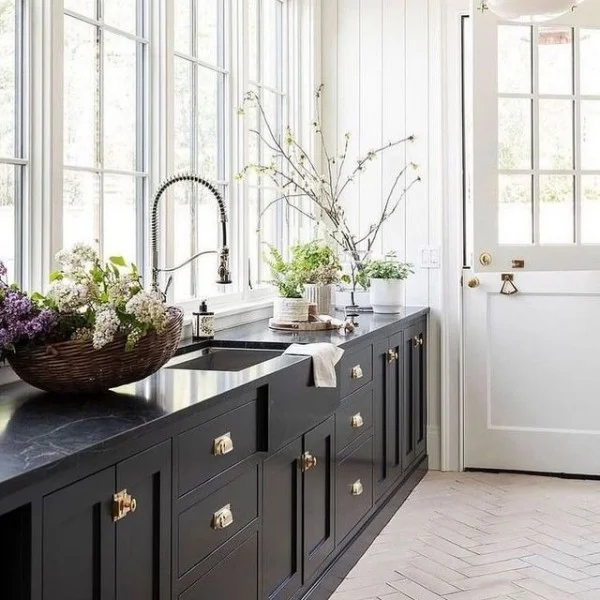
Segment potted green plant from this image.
[365,254,414,314]
[265,246,309,322]
[291,240,342,315]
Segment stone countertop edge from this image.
[0,308,429,505]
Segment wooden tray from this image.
[269,319,339,331]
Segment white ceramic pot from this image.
[273,298,309,321]
[370,279,404,314]
[304,283,335,315]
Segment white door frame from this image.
[440,0,470,471]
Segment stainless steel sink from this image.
[167,346,283,371]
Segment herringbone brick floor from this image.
[331,472,600,600]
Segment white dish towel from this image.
[284,343,344,387]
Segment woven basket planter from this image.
[8,307,183,393]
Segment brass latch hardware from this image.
[352,413,365,429]
[213,433,233,456]
[301,452,317,471]
[350,479,364,496]
[112,490,137,523]
[211,504,233,530]
[500,273,519,296]
[350,365,363,379]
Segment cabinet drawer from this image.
[178,401,257,496]
[177,467,258,577]
[335,386,373,452]
[179,533,258,600]
[335,437,373,544]
[340,345,373,398]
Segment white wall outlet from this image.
[419,246,441,269]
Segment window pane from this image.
[0,164,16,281]
[63,171,100,248]
[538,27,573,94]
[63,16,100,167]
[0,0,16,156]
[581,175,600,244]
[173,0,192,55]
[579,29,600,95]
[498,98,532,169]
[498,25,531,94]
[64,0,98,19]
[539,100,573,169]
[102,175,138,262]
[104,0,141,34]
[540,175,575,244]
[103,31,137,170]
[196,67,223,179]
[498,175,533,244]
[581,100,600,170]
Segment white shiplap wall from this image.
[321,0,443,468]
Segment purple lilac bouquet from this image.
[0,261,58,361]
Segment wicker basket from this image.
[8,307,183,393]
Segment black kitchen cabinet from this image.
[262,417,335,600]
[42,442,171,600]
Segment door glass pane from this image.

Objective
Turn the material above into a numbered list, one line per item, skipping blank lines and leaving out the pictures.

Answer
1. Segment potted green plant from this image.
2. [365,254,414,314]
3. [265,246,309,322]
4. [291,240,342,315]
5. Segment stone countertop edge from this image.
6. [0,308,429,505]
7. Segment wooden tray from this image.
8. [269,319,339,331]
9. Segment white ceramic pot from this image.
10. [273,298,309,321]
11. [370,279,404,314]
12. [304,283,335,315]
13. Segment white door frame from this image.
14. [440,0,470,471]
15. Segment stainless steel sink from this image.
16. [167,346,283,371]
17. Segment herringbone brick floor from this image.
18. [331,472,600,600]
19. Segment white dish towel from this image.
20. [284,343,344,387]
21. Segment woven basket planter from this image.
22. [8,307,183,393]
23. Segment brass latch hardware from this image.
24. [352,413,365,429]
25. [213,433,233,456]
26. [301,452,317,471]
27. [350,479,364,496]
28. [112,490,137,523]
29. [211,504,233,530]
30. [500,273,519,296]
31. [350,365,363,379]
32. Segment cabinet drawer from this image.
33. [178,401,257,496]
34. [177,467,258,577]
35. [335,386,373,452]
36. [179,533,258,600]
37. [335,437,373,544]
38. [340,345,373,398]
39. Segment white wall outlet from this image.
40. [419,246,441,269]
41. Segment window pane from this image.
42. [0,164,16,281]
43. [63,171,100,248]
44. [538,27,573,94]
45. [63,16,100,167]
46. [0,0,16,156]
47. [581,175,600,244]
48. [173,0,192,55]
49. [579,29,600,95]
50. [498,98,532,169]
51. [498,25,531,94]
52. [64,0,98,19]
53. [539,100,573,169]
54. [102,175,138,262]
55. [104,0,141,34]
56. [540,175,575,244]
57. [103,31,137,170]
58. [196,67,223,179]
59. [498,175,533,244]
60. [581,100,600,170]
61. Segment white shiplap wall from this image.
62. [321,0,443,468]
63. Segment purple lilac bouquet from this image.
64. [0,261,58,361]
65. Segment wicker basket from this image.
66. [8,307,183,393]
67. Segment black kitchen cabinet from this image.
68. [262,417,335,600]
69. [42,442,171,600]
70. Segment door glass pane from this image.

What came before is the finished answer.